Rows from a dataset:
···
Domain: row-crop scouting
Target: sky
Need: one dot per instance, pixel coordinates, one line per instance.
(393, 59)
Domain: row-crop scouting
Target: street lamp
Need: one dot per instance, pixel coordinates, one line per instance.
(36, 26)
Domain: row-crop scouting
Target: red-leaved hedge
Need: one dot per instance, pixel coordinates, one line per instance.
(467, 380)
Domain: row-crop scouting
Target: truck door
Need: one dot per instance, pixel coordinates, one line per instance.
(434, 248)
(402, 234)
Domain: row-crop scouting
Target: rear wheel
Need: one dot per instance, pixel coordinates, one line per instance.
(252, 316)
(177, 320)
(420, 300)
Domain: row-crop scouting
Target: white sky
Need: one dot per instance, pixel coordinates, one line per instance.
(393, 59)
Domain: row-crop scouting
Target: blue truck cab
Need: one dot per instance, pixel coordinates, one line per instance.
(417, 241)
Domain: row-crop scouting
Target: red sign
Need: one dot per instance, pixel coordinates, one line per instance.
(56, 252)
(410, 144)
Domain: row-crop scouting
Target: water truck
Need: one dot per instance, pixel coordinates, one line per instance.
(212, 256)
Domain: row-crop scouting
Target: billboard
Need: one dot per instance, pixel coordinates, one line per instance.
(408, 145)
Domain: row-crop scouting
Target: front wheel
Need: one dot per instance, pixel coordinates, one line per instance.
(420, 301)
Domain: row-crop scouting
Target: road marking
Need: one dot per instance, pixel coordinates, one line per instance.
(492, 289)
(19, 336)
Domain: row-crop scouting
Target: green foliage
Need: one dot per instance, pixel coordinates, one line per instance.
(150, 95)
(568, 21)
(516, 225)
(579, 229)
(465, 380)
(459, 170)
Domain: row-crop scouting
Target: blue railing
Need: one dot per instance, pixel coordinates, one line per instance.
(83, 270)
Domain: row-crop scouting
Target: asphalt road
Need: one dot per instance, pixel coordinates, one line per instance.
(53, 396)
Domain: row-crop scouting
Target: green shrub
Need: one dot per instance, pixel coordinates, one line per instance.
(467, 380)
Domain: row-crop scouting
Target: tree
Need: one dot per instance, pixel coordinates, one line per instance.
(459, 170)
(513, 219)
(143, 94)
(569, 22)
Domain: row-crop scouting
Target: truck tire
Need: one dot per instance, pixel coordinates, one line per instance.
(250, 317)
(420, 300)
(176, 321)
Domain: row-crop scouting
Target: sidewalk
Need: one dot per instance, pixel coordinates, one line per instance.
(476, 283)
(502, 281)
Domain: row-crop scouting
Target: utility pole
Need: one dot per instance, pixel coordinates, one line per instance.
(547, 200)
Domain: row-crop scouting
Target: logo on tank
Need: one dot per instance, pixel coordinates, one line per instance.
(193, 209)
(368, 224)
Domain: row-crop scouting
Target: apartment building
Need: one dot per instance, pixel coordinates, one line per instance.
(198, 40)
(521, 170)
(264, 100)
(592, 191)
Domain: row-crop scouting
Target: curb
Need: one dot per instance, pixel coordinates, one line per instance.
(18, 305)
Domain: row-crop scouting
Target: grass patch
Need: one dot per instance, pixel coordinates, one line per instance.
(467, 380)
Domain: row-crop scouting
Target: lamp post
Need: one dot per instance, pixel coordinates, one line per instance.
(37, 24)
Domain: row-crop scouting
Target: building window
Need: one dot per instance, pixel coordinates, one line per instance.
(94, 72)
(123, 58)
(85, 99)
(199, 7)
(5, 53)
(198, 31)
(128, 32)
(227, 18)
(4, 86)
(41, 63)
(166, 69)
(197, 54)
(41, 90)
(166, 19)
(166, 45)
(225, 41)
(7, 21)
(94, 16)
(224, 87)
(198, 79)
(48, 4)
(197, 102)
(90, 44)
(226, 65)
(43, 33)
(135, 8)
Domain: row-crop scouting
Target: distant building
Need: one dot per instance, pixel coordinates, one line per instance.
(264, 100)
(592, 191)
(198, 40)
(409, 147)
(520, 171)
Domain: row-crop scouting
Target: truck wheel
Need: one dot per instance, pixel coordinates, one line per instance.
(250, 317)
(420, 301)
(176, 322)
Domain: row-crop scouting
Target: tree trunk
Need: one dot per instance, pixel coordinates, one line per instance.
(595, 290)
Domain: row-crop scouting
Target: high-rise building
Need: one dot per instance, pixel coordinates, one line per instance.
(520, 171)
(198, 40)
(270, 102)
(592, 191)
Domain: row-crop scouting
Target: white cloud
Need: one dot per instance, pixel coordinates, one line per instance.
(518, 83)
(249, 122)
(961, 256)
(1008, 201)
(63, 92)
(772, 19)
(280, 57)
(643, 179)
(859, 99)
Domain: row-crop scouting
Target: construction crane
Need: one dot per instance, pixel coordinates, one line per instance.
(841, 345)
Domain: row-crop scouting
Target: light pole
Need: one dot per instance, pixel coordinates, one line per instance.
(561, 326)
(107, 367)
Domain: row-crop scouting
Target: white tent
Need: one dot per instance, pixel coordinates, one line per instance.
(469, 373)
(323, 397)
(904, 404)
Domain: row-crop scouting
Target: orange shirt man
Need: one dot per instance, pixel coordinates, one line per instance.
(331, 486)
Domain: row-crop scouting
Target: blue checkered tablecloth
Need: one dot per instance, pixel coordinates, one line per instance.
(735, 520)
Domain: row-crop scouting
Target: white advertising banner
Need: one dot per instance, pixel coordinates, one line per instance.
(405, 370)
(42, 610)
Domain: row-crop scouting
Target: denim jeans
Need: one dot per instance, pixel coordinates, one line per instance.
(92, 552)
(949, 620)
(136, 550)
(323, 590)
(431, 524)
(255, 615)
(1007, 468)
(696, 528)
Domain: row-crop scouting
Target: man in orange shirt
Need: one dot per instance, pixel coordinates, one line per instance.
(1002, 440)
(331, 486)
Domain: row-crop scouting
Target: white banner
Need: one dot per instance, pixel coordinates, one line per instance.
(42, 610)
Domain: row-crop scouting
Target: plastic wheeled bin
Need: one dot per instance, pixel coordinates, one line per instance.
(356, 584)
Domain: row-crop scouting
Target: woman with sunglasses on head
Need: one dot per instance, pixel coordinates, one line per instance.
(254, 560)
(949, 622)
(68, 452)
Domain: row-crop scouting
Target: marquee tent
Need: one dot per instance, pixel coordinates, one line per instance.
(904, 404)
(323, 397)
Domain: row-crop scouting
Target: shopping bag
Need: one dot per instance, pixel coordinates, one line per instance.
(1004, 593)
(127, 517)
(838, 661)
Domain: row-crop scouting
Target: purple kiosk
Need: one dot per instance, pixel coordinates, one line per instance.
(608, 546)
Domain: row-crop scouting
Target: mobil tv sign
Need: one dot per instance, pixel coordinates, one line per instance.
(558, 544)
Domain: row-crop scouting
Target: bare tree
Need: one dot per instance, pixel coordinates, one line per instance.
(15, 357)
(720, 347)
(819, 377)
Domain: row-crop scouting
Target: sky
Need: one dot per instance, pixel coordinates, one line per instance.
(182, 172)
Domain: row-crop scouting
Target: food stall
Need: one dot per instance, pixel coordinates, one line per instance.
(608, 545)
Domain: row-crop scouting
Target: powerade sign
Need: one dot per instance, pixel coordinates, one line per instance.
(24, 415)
···
Task to complete: From the records above, please extract every line and repeat it exactly.

Solution for this task:
Domain: row-crop scouting
Target: sky
Need: one dot per instance, pixel coordinates, one line per instance.
(393, 59)
Domain: row-crop scouting
Target: street lamp
Need: one dot per instance, pixel coordinates, one line per instance.
(36, 26)
Domain: row-crop scouting
Target: red-leaved hedge
Need: one dot per instance, pixel coordinates, one line per instance.
(467, 380)
Domain: row-crop scouting
Target: truck door
Need: one dot per instance, pixel coordinates, one line per instance.
(434, 248)
(402, 234)
Domain: row-crop scouting
Target: rear wheel
Need: one dot per instance, pixel coordinates, one line per instance.
(252, 316)
(177, 320)
(420, 300)
Domain: row-crop scouting
Target: white sky
Need: one dot per instance, pixel coordinates, one line per instance.
(393, 59)
Domain: row-crop scouting
Target: blue truck cab
Need: one dot per instance, pixel coordinates, one line per instance.
(417, 241)
Domain: row-crop scouting
Target: red sign
Need: one dot per instance, pixel coordinates, one line per instance.
(56, 252)
(410, 144)
Domain: row-crop scouting
Target: water truck
Need: one dot per instance, pixel coordinates, one line per instance.
(212, 256)
Domain: row-crop scouting
Target: billboard
Need: one dot per instance, pixel coordinates, one line per instance.
(408, 145)
Domain: row-crop scouting
Target: front wheel
Need: one dot per instance, pixel coordinates, one line per instance.
(420, 301)
Domain: row-crop scouting
Target: road marking
Need: one dot per instance, pixel coordinates, one line per instance.
(492, 289)
(19, 336)
Domain: row-crop scouting
Target: green foliage
Need: one dot per instance, pixel coordinates, one line per instance.
(150, 95)
(568, 21)
(516, 225)
(579, 229)
(465, 380)
(459, 170)
Domain: row-crop scouting
Target: blue railing
Need: one dot per instance, pixel coordinates, one line per instance.
(83, 270)
Domain: row-crop scouting
Target: asphalt road
Need: one dot per instance, pixel coordinates, one line per instance.
(53, 396)
Domain: row-crop scouting
Target: green shrub
Need: one dot per instance, pixel coordinates, one line per instance.
(467, 380)
Domain: row-crop scouting
Target: tree
Need: one dot per instance, pixel coordinates, one line per instance.
(459, 170)
(513, 219)
(143, 94)
(569, 22)
Domain: row-crop scouting
Target: truck tire
Need: one dot per instance, pixel coordinates, one line per instance.
(250, 317)
(420, 300)
(176, 321)
Domain: row-crop scouting
Target: sidewalk
Need: one dot per instance, pixel coordinates, one line per instance.
(476, 283)
(502, 281)
Domain: row-crop scouting
Target: utility pole
Need: one dot per instance, pixel coordinates, one line per instance.
(547, 200)
Domain: row-crop scouting
Target: logo on tank
Need: one dot per instance, pixel coordinates, one line per instance.
(193, 209)
(368, 224)
Domain: row-crop scouting
Target: apartment building
Need: one dot per instance, pixel coordinates, one line per instance.
(198, 40)
(521, 170)
(264, 100)
(592, 191)
Domain: row-crop scouting
Target: curb
Need: one dot per instance, pixel coordinates, one line per instance.
(18, 305)
Domain: row-crop scouting
Target: grass patch
Need: one dot per instance, pixel coordinates, one line per instance.
(467, 380)
Domain: row-crop scouting
Target: lamp post
Need: one dot per instance, pixel coordinates, one line per instance.
(37, 24)
Domain: row-crop scouting
Target: building window
Need: one dot per instance, pixel coordinates, one line per instance.
(94, 72)
(123, 58)
(85, 99)
(199, 7)
(5, 53)
(198, 31)
(128, 32)
(227, 18)
(4, 86)
(41, 63)
(166, 69)
(197, 54)
(41, 90)
(166, 19)
(166, 45)
(225, 41)
(7, 21)
(94, 16)
(224, 87)
(198, 79)
(48, 4)
(197, 102)
(90, 44)
(226, 65)
(43, 33)
(135, 8)
Domain: row-crop scouting
Target: distant building
Need: one dot per instance, pixel coordinates, one line per instance.
(264, 100)
(592, 191)
(198, 40)
(409, 147)
(520, 171)
Domain: row-crop scouting
Target: truck wheel
Need: one dot per instance, pixel coordinates, one line per instance.
(250, 317)
(420, 301)
(176, 322)
Domain: row-crop scouting
Target: tree trunk
Need: one dot per instance, pixel coordinates, one line per instance.
(595, 290)
Domain: row-crop scouting
Target: high-rise building
Need: one dot per instance, pixel coordinates, one line per instance.
(520, 171)
(198, 40)
(270, 102)
(592, 191)
Domain: row-crop scouting
Target: white cloud
Need: one dot per instance, pixel coordinates, one line per instance.
(518, 83)
(249, 122)
(961, 256)
(1008, 201)
(63, 92)
(772, 19)
(280, 57)
(643, 179)
(859, 99)
Domain: row-crop scouting
Target: construction crane
Need: one dot per instance, pixel coordinates, one line per instance.
(841, 345)
Domain: row-crop scouting
Target: light pole
Need: one dot per instance, pixel coordinates, one line per instance.
(561, 326)
(107, 367)
Domain: row-crop scouting
Target: white tent
Need: one dot per instance, pixel coordinates, one line per instance.
(469, 373)
(323, 397)
(904, 404)
Domain: row-crop scouting
Target: orange shirt man
Need: one dot per instance, pixel coordinates, one line per instance.
(331, 486)
Domain: row-crop scouting
Target: blue checkered tablecloth
Need: one dot per instance, pixel coordinates, one line per instance.
(735, 520)
Domain: row-crop scouting
Target: white advertising banner
Need: one dot per instance, pixel coordinates, one line per instance.
(405, 370)
(42, 610)
Domain: row-crop scouting
Target: denim jeans
Need: one dot per instance, pixel coordinates, one line per instance.
(92, 552)
(949, 620)
(136, 550)
(323, 590)
(431, 524)
(255, 615)
(1007, 468)
(696, 528)
Domain: row-crop scouting
Target: man in orange shirt
Need: one dot per instance, pixel coordinates, one line per instance.
(1002, 440)
(331, 486)
Domain: row-crop scouting
Target: white banner
Need: one dot per instance, pixel coordinates, one line per instance.
(42, 610)
Domain: row-crop scouting
Target: plastic wheeled bin
Need: one dot per instance, pixel coordinates, one line per instance.
(356, 584)
Domain: row-crop scouting
Target: woman with sunglasses on head
Need: one dot per instance, pixel coordinates, one line per instance.
(254, 560)
(949, 622)
(68, 452)
Domain: row-crop scouting
Target: marquee tent
Need: one dot per instance, pixel coordinates, one line per instance.
(904, 404)
(323, 397)
Domain: row-crop scouting
Target: shopping bag
Need: one dot per instance, pixel coordinates, one line per instance.
(1004, 593)
(127, 517)
(838, 661)
Domain: row-crop scouting
Target: purple kiosk
Need: one dot per instance, pixel coordinates, one line per instance.
(608, 546)
Domain: row-crop scouting
Target: mobil tv sign
Need: one dot per instance, pixel coordinates, one line per instance.
(558, 544)
Domain: row-crop scouting
Target: bare tree
Need: one dot per instance, pixel coordinates, one line per instance.
(15, 357)
(720, 347)
(819, 377)
Domain: row-crop scouting
Target: sky
Need: one dot per instance, pixel coordinates, one line per instance.
(182, 172)
Domain: row-crop scouting
Target: food stall
Need: one dot per instance, pixel coordinates, one line per instance.
(608, 545)
Domain: row-crop scouting
Target: powerade sign
Need: one dot per instance, pixel coordinates, one line per instance.
(24, 415)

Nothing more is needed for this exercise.